#### Task statement:
Your answer should be one number: the count of lines in these entries that hold the word "water".

*** Begin section ***

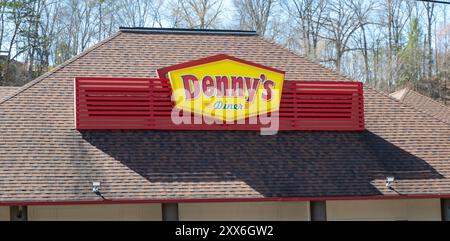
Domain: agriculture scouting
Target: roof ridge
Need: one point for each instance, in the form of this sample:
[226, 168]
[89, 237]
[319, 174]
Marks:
[58, 68]
[405, 104]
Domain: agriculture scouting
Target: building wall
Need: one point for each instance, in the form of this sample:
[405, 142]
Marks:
[126, 212]
[4, 214]
[262, 211]
[389, 210]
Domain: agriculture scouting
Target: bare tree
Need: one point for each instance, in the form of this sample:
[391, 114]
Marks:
[309, 16]
[140, 13]
[429, 9]
[341, 24]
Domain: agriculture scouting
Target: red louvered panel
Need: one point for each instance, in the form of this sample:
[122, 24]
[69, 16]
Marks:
[145, 104]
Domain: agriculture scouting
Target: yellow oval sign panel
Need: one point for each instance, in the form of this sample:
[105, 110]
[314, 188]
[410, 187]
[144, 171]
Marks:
[225, 87]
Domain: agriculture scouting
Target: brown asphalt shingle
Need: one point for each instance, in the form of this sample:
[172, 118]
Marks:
[423, 103]
[43, 157]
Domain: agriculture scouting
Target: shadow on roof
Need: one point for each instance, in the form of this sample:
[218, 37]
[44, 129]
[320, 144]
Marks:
[291, 164]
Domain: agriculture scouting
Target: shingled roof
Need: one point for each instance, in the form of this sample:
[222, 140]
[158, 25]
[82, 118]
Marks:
[43, 158]
[5, 91]
[423, 103]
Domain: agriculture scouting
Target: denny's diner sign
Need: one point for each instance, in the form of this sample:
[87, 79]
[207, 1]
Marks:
[224, 87]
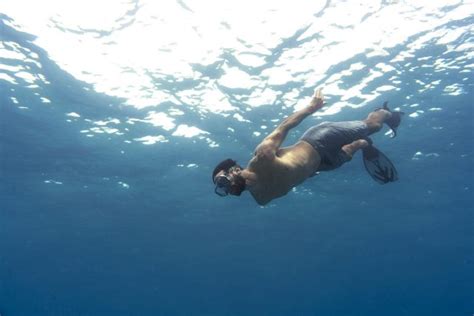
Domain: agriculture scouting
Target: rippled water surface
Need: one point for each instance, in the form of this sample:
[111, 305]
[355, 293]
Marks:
[113, 115]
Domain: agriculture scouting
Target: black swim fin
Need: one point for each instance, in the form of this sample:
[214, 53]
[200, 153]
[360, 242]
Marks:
[394, 121]
[379, 167]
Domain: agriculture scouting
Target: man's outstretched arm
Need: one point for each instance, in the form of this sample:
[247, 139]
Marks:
[268, 147]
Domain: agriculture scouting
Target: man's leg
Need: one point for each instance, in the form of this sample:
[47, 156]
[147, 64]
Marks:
[376, 119]
[351, 148]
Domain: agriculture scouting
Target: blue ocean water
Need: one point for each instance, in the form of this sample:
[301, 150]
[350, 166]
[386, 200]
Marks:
[107, 208]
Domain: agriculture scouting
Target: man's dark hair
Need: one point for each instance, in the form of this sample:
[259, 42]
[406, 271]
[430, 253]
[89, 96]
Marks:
[223, 165]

*** End section ***

#### Answer area:
2